**Description of the task**
Pick out and copy each line in the records below that contains the string "leafy". Case counts.

▼

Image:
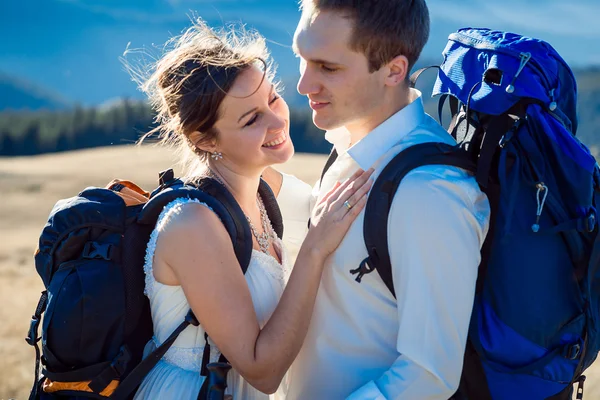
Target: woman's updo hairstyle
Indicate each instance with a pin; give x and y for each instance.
(188, 83)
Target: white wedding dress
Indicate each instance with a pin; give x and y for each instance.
(177, 374)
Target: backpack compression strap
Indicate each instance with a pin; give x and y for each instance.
(381, 197)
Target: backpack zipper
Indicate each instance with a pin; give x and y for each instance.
(480, 45)
(525, 57)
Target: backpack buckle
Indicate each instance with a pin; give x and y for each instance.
(93, 250)
(573, 351)
(363, 268)
(119, 364)
(590, 222)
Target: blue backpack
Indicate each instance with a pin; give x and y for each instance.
(96, 318)
(535, 322)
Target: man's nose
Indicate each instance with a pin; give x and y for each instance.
(307, 84)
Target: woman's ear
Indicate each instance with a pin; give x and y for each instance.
(397, 71)
(205, 145)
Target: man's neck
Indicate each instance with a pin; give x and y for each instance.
(388, 108)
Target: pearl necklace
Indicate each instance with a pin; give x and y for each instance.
(268, 234)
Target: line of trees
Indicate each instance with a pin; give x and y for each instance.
(124, 122)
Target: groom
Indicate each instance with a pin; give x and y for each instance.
(355, 58)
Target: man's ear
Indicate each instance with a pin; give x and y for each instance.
(204, 145)
(397, 71)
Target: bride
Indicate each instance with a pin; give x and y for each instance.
(216, 99)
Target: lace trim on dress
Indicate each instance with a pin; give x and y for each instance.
(170, 210)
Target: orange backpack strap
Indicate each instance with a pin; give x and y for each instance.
(131, 193)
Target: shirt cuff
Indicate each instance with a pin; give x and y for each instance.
(370, 391)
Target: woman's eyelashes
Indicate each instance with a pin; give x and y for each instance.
(258, 114)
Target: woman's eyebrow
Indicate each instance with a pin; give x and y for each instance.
(255, 108)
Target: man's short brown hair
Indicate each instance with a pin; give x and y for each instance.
(383, 29)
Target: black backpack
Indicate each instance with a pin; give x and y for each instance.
(91, 255)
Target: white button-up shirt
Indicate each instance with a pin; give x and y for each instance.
(362, 342)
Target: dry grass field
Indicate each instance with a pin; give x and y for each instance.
(29, 187)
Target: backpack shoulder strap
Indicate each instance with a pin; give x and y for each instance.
(330, 160)
(382, 194)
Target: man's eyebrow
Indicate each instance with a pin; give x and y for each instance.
(313, 60)
(255, 108)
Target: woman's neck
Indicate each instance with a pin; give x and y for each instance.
(243, 187)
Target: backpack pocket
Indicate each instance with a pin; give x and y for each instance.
(84, 321)
(516, 365)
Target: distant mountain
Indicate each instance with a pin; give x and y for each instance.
(73, 46)
(20, 94)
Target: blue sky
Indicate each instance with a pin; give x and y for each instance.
(72, 47)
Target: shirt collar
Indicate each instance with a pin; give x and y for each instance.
(377, 142)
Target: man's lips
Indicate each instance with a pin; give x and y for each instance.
(316, 105)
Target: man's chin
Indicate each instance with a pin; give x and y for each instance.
(325, 124)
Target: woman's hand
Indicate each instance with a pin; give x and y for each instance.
(336, 211)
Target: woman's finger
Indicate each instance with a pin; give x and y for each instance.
(360, 193)
(340, 186)
(337, 203)
(331, 191)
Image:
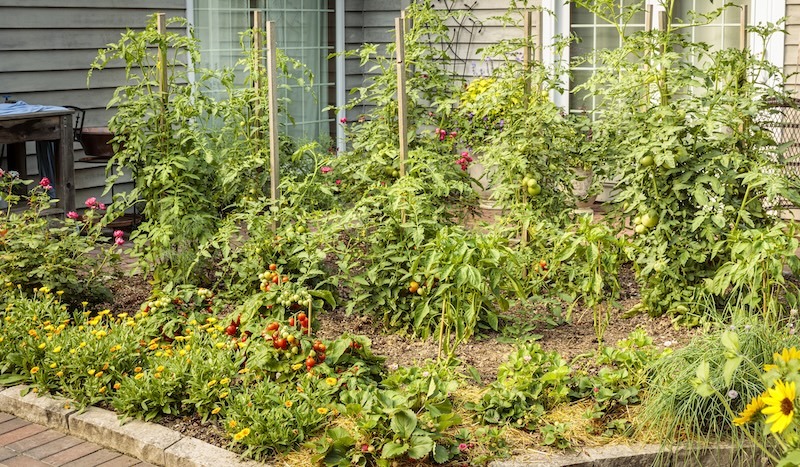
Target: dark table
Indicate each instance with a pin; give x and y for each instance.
(16, 129)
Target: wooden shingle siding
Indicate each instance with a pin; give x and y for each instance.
(46, 48)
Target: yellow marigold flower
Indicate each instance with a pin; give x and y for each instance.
(779, 402)
(240, 435)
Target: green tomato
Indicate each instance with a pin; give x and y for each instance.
(650, 219)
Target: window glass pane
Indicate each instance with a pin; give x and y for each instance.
(302, 28)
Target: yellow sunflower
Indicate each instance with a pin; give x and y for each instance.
(750, 411)
(779, 402)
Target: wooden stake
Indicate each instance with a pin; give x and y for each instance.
(272, 83)
(401, 92)
(163, 84)
(743, 18)
(526, 68)
(539, 44)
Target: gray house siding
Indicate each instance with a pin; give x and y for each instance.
(46, 48)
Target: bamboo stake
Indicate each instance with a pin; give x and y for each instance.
(526, 51)
(272, 73)
(743, 18)
(401, 92)
(257, 73)
(526, 68)
(161, 24)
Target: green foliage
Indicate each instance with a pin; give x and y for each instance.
(69, 256)
(162, 137)
(685, 130)
(675, 408)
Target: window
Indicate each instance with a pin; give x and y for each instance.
(594, 33)
(305, 33)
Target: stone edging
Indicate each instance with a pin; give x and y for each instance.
(149, 442)
(643, 455)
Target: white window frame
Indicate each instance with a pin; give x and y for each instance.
(557, 21)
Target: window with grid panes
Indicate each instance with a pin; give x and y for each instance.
(305, 33)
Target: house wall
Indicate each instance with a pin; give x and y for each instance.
(372, 21)
(46, 48)
(792, 43)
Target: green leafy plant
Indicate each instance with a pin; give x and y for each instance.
(38, 251)
(690, 145)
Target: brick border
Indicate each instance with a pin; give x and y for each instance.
(147, 441)
(161, 446)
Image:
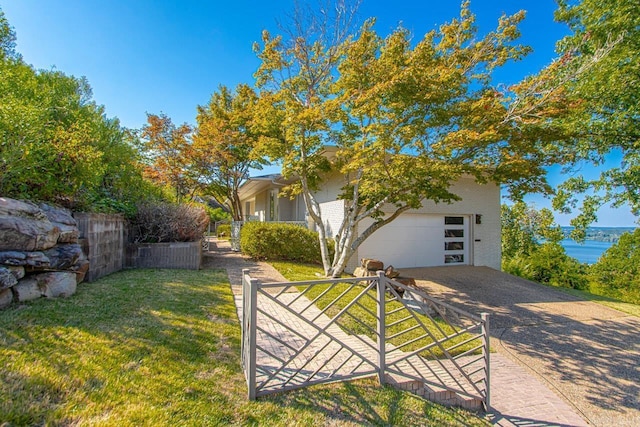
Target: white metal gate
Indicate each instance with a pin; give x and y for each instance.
(300, 333)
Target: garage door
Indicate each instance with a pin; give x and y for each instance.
(420, 241)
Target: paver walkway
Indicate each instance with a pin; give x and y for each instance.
(518, 398)
(588, 354)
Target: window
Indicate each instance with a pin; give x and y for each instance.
(454, 220)
(449, 232)
(453, 246)
(453, 259)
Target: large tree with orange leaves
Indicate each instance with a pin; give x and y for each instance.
(225, 143)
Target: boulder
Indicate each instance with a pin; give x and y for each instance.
(63, 257)
(57, 284)
(7, 279)
(13, 258)
(62, 218)
(81, 268)
(17, 271)
(25, 227)
(6, 298)
(27, 259)
(26, 290)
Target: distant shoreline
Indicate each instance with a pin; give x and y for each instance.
(601, 234)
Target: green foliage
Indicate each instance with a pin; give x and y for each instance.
(167, 222)
(617, 272)
(525, 253)
(524, 227)
(225, 145)
(408, 117)
(548, 264)
(224, 231)
(279, 241)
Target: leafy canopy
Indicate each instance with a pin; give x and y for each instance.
(601, 54)
(406, 118)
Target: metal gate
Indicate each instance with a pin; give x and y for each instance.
(297, 334)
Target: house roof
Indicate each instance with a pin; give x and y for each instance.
(257, 184)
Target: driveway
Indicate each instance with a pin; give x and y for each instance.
(585, 352)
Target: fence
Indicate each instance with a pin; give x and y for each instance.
(297, 334)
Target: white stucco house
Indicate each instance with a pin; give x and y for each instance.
(466, 232)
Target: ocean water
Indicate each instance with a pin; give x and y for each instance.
(587, 252)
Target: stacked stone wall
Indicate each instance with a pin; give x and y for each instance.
(40, 253)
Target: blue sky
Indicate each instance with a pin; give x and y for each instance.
(144, 56)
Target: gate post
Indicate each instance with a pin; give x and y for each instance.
(486, 352)
(382, 284)
(249, 318)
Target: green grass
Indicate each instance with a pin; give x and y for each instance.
(626, 307)
(300, 272)
(162, 348)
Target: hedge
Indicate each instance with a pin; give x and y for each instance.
(280, 242)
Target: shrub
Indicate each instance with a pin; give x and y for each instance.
(549, 264)
(279, 241)
(165, 222)
(224, 230)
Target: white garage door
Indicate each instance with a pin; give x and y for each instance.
(420, 241)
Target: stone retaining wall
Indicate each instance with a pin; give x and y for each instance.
(40, 255)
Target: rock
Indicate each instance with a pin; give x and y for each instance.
(62, 219)
(57, 284)
(28, 259)
(81, 268)
(17, 271)
(63, 257)
(25, 227)
(13, 258)
(26, 290)
(6, 298)
(7, 279)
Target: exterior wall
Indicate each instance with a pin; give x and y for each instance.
(476, 200)
(261, 205)
(103, 239)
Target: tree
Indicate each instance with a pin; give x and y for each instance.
(7, 39)
(57, 145)
(169, 154)
(407, 120)
(225, 143)
(531, 248)
(524, 228)
(605, 34)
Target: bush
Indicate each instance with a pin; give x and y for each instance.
(279, 241)
(549, 264)
(166, 222)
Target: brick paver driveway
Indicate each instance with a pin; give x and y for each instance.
(586, 353)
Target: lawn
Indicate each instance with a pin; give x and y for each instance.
(162, 347)
(361, 319)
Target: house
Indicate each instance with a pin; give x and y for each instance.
(466, 232)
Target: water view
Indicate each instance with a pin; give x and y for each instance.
(587, 252)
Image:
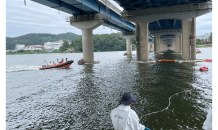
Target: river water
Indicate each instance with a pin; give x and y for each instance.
(170, 96)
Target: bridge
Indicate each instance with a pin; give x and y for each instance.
(172, 23)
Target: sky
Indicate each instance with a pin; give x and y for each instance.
(37, 18)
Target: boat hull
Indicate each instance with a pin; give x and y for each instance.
(65, 64)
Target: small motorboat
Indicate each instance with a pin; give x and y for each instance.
(198, 51)
(203, 68)
(64, 64)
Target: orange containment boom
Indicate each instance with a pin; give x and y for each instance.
(170, 60)
(162, 60)
(203, 68)
(165, 60)
(208, 60)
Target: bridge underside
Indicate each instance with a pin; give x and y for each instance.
(172, 23)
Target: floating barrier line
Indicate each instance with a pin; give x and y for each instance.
(169, 103)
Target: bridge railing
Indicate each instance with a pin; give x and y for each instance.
(169, 9)
(86, 17)
(127, 33)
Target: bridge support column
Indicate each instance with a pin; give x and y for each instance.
(162, 46)
(193, 40)
(188, 39)
(157, 45)
(142, 53)
(128, 43)
(174, 45)
(178, 43)
(87, 28)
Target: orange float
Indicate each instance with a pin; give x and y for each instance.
(210, 60)
(65, 64)
(203, 68)
(165, 60)
(162, 60)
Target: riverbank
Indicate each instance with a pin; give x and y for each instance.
(204, 45)
(33, 52)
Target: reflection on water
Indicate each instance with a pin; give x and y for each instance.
(170, 95)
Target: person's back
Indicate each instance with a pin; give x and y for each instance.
(123, 117)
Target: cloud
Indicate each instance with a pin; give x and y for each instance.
(37, 18)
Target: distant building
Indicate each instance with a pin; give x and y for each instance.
(70, 49)
(33, 47)
(208, 42)
(19, 47)
(205, 36)
(53, 45)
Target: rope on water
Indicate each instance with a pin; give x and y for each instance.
(169, 103)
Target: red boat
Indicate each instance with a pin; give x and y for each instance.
(64, 64)
(203, 68)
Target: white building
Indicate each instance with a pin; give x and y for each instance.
(53, 45)
(19, 47)
(205, 36)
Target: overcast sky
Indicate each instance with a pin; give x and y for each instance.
(37, 18)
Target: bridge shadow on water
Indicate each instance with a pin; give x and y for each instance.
(101, 86)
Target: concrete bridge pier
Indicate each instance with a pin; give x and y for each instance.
(87, 28)
(188, 39)
(128, 43)
(142, 51)
(163, 46)
(156, 44)
(178, 43)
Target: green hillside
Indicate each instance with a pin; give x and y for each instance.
(37, 39)
(103, 42)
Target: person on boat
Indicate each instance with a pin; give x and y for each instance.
(123, 117)
(208, 123)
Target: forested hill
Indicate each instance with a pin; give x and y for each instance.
(103, 42)
(37, 39)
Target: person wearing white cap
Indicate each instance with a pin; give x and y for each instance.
(123, 117)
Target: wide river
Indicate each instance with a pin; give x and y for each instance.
(170, 95)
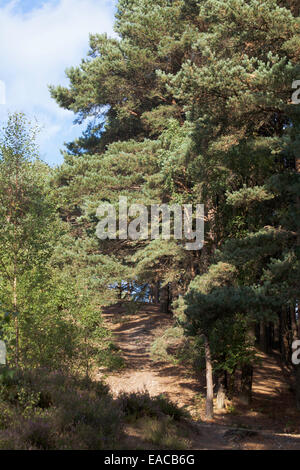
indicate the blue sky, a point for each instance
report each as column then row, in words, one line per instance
column 39, row 39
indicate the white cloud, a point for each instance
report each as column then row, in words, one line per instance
column 35, row 49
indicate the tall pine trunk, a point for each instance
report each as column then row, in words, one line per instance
column 297, row 166
column 209, row 380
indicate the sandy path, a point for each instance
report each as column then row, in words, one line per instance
column 134, row 337
column 135, row 334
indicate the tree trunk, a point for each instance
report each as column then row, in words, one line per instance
column 164, row 299
column 221, row 394
column 15, row 306
column 297, row 167
column 245, row 395
column 209, row 380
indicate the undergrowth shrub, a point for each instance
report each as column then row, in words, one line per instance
column 139, row 404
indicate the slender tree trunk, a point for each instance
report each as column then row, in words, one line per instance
column 297, row 167
column 221, row 394
column 209, row 380
column 245, row 395
column 15, row 306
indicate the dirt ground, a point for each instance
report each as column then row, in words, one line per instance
column 270, row 423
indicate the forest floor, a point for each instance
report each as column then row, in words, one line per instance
column 270, row 423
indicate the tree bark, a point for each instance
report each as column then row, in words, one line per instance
column 297, row 167
column 209, row 380
column 221, row 394
column 15, row 306
column 245, row 396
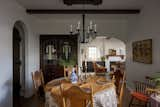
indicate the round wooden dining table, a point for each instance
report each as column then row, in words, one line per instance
column 104, row 94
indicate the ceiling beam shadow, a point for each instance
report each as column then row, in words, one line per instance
column 81, row 11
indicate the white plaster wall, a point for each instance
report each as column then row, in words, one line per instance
column 103, row 45
column 60, row 24
column 10, row 12
column 144, row 26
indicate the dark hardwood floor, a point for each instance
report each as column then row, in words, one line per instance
column 36, row 102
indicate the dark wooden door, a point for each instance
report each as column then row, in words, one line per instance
column 16, row 62
column 53, row 56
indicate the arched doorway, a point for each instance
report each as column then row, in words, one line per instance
column 18, row 60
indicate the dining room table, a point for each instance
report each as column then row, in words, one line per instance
column 104, row 92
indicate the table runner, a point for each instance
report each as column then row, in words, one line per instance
column 104, row 95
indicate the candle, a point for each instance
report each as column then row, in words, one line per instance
column 71, row 28
column 91, row 23
column 88, row 29
column 78, row 25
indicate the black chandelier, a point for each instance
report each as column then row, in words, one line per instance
column 87, row 34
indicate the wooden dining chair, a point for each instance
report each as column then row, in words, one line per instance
column 77, row 97
column 140, row 93
column 68, row 70
column 38, row 83
column 122, row 88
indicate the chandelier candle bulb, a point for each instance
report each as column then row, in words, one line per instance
column 71, row 28
column 95, row 28
column 88, row 29
column 91, row 24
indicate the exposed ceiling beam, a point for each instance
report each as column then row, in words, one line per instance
column 81, row 11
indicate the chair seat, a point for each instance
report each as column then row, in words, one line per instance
column 140, row 96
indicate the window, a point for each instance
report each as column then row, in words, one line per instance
column 93, row 53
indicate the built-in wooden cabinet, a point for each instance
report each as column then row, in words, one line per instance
column 57, row 51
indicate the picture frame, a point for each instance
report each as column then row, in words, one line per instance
column 142, row 51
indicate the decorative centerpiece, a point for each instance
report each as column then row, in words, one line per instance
column 73, row 77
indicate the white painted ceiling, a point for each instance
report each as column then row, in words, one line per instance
column 58, row 4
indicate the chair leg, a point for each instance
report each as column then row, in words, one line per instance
column 145, row 104
column 131, row 101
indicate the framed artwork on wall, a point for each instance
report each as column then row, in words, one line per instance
column 142, row 51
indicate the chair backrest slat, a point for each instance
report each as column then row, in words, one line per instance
column 77, row 97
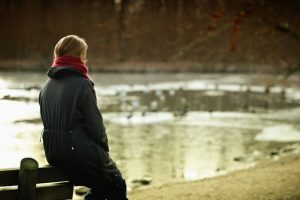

▲

**Output for this task**
Target: green leafy plant
Target: leafy canopy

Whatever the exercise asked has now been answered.